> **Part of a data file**
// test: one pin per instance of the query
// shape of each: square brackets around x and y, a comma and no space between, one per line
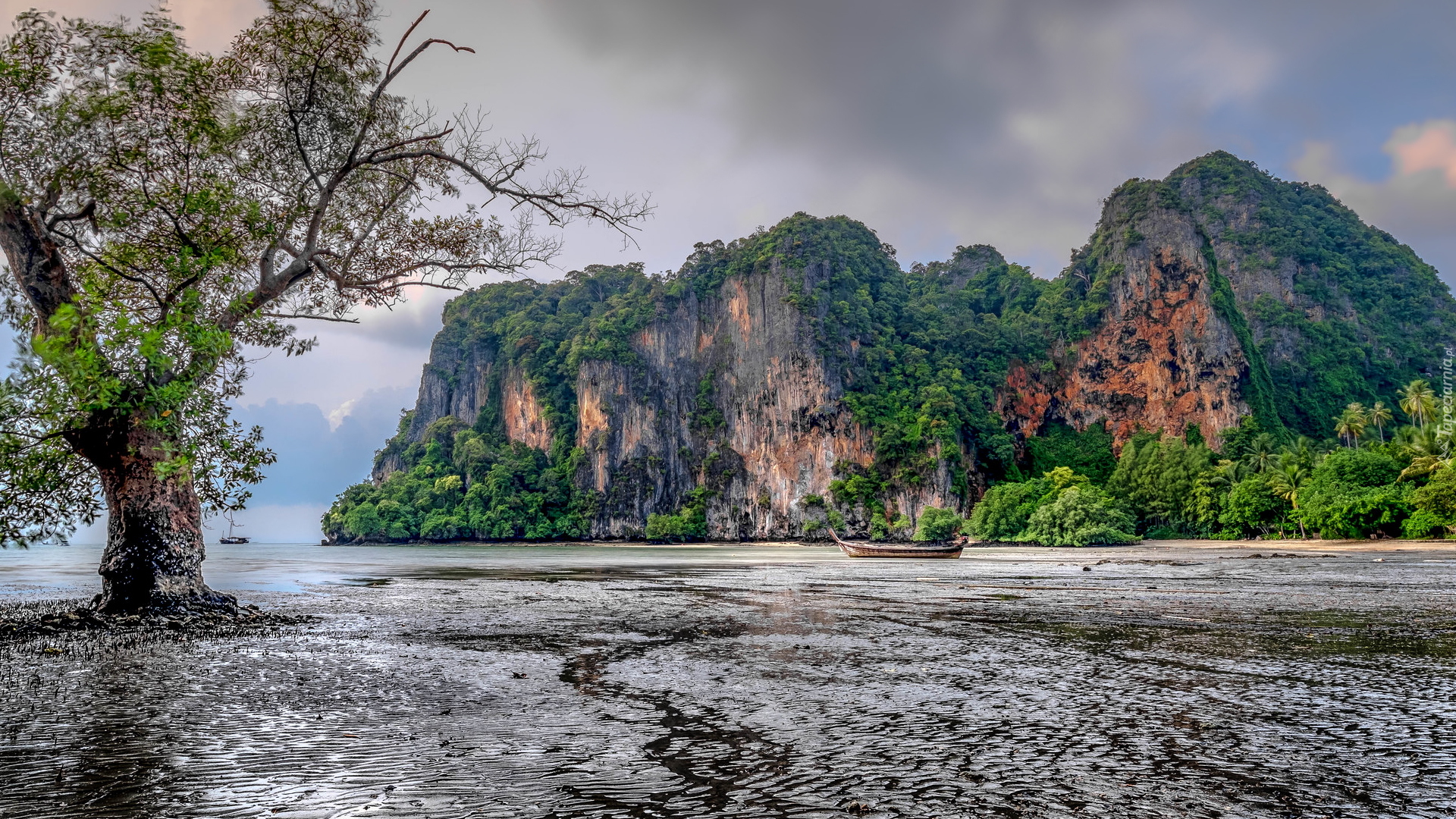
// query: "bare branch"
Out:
[309,316]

> **Written instruction**
Return all of the rows above verbatim, leaving out the pictures.

> **Exercise result**
// test: one pin per instance of the query
// shape of each: square brackets around x and y, a comma and no space between, one per line
// query: "bare branch"
Out:
[309,316]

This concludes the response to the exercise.